(Pointing dataset records)
========
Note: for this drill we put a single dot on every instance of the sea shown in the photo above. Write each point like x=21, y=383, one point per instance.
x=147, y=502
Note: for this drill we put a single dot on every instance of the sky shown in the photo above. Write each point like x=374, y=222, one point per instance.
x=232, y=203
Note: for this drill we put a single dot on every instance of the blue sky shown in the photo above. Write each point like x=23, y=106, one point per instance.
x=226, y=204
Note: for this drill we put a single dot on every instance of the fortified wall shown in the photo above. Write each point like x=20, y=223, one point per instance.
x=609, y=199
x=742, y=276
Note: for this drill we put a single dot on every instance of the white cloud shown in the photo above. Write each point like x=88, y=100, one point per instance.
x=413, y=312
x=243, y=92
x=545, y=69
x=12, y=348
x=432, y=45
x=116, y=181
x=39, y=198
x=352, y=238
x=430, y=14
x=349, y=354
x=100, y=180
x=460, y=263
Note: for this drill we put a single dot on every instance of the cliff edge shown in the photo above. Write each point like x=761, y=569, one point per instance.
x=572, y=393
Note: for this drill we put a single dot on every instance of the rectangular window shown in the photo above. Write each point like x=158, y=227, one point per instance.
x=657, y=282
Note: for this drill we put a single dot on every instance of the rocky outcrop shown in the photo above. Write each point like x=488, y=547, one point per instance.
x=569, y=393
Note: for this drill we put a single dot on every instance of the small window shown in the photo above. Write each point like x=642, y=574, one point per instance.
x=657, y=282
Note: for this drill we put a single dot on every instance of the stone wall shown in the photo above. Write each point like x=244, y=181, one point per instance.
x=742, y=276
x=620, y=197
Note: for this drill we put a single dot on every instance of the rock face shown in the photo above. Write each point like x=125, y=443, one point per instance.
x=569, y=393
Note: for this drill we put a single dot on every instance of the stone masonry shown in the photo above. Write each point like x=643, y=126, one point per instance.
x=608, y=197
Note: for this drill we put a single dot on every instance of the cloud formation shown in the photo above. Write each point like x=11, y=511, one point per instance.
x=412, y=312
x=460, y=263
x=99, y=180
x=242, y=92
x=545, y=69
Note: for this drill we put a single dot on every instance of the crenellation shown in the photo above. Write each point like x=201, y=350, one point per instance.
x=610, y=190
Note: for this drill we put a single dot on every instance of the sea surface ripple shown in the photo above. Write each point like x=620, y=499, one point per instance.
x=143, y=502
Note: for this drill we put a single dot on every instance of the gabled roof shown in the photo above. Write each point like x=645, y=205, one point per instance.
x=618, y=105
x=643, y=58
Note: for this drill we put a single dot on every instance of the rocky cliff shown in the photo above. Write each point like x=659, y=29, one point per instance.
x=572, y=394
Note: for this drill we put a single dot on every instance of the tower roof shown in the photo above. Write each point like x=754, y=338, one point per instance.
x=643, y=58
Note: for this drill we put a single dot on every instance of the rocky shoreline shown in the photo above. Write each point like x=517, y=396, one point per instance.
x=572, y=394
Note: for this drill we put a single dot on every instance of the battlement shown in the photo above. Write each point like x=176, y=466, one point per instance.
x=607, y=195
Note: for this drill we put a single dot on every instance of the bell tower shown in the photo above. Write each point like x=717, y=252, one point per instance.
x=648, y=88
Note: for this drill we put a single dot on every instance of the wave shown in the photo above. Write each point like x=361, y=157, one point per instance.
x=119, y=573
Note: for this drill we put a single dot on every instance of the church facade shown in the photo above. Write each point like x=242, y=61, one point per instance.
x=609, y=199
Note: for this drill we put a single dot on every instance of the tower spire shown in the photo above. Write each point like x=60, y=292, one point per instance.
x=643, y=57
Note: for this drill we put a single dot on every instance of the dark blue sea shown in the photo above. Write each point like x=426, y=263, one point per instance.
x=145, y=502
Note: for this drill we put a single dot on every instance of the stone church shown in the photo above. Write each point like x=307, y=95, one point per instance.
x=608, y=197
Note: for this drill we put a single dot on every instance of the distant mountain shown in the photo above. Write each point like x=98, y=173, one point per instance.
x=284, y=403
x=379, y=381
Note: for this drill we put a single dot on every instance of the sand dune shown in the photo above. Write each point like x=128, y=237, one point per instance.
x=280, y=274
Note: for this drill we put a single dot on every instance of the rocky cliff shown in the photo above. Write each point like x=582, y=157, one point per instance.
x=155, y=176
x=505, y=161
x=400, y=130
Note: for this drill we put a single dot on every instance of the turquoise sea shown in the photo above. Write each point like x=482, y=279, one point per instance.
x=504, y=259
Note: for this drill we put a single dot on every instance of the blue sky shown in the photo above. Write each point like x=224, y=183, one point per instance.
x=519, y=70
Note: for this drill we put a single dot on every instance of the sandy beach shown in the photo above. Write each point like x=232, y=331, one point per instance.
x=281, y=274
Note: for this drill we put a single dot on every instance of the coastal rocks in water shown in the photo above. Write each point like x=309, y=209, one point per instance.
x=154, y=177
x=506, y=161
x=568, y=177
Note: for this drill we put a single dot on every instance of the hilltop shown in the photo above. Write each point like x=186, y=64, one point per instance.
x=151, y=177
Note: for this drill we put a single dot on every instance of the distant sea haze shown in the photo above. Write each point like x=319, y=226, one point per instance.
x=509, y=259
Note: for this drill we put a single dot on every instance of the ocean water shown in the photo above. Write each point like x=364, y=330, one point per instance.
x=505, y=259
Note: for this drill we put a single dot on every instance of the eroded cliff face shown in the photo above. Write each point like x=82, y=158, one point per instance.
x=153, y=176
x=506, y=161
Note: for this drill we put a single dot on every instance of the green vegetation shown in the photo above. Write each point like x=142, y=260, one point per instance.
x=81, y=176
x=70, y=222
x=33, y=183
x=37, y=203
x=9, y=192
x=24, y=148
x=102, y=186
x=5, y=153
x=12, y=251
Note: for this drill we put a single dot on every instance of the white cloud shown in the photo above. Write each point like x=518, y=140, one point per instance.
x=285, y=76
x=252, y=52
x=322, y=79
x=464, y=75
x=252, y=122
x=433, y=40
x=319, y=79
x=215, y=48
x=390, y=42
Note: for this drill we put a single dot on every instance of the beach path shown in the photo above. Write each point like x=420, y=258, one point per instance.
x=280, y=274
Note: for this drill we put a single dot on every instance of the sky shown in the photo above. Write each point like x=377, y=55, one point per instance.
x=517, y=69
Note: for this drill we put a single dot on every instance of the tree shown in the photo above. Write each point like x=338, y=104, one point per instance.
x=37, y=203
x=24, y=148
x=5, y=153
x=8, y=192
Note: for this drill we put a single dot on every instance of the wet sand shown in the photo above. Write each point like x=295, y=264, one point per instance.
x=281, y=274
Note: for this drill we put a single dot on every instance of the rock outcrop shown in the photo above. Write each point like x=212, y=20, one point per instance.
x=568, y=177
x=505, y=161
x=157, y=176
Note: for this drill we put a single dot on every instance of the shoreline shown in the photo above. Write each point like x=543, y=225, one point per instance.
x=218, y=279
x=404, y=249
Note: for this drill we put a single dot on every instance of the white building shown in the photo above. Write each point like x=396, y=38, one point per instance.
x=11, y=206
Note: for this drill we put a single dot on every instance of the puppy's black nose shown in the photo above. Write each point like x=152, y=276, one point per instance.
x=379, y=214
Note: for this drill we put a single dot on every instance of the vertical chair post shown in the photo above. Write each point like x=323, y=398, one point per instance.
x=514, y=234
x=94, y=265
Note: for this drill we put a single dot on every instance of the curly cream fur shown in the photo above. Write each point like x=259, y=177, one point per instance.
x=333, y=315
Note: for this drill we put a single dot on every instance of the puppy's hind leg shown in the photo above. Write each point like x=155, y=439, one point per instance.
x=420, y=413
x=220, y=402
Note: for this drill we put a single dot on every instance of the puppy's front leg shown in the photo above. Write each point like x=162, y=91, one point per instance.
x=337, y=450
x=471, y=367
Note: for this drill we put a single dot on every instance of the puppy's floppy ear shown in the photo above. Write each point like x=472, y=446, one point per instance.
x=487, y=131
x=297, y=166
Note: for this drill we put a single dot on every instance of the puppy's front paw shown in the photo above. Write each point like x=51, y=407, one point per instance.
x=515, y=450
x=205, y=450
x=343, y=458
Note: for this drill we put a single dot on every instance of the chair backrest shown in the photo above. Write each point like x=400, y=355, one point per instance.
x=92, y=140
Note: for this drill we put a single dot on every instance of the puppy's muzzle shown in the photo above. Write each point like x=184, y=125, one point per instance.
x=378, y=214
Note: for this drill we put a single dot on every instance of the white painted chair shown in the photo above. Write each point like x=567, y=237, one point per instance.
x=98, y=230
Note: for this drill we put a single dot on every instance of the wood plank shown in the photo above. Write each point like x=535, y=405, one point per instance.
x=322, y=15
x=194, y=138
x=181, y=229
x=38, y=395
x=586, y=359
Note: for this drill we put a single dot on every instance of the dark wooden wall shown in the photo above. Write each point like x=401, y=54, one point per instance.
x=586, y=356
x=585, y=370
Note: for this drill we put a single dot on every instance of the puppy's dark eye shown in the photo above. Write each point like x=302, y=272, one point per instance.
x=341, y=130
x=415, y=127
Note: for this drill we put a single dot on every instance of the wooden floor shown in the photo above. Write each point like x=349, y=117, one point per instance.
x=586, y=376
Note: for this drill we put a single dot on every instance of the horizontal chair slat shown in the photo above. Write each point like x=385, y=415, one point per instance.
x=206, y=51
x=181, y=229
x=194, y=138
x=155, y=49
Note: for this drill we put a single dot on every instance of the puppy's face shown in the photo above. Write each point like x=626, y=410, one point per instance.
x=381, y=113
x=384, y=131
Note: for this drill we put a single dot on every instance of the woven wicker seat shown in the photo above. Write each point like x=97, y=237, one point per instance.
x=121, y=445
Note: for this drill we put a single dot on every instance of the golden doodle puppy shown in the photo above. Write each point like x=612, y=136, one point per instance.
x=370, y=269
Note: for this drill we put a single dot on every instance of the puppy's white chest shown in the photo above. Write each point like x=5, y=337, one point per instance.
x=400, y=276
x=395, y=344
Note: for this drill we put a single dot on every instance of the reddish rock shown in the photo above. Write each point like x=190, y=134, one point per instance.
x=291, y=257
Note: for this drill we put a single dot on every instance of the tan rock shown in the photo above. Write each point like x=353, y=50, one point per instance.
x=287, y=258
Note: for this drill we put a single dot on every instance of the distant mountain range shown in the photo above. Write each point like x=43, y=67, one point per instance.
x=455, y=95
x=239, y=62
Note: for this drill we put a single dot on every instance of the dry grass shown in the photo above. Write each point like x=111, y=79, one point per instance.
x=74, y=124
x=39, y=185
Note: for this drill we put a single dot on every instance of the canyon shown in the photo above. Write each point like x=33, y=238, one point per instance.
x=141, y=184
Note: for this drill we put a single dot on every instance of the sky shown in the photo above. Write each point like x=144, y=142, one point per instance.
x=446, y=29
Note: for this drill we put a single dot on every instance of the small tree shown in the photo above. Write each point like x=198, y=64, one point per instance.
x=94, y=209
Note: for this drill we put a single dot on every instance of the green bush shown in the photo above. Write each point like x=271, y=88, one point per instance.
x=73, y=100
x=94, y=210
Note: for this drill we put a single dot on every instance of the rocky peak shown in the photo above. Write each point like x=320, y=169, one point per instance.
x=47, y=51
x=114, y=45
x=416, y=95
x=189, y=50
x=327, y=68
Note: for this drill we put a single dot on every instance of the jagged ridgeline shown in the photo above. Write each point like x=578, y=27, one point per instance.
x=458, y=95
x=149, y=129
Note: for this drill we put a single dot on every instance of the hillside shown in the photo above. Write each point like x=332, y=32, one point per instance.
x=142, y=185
========
WHAT YOU SHOULD DO: Rewrite the records from the line with "y=398, one point per instance." to the line with "x=94, y=265", changing "vertical chair post" to "upright chair post" and keeping everything else the same.

SOLUTION TO THIS TASK:
Note: for this drill we put a single dot on every instance of the upright chair post shown in the photo above. Write each point like x=323, y=398, one point per instance.
x=514, y=234
x=94, y=265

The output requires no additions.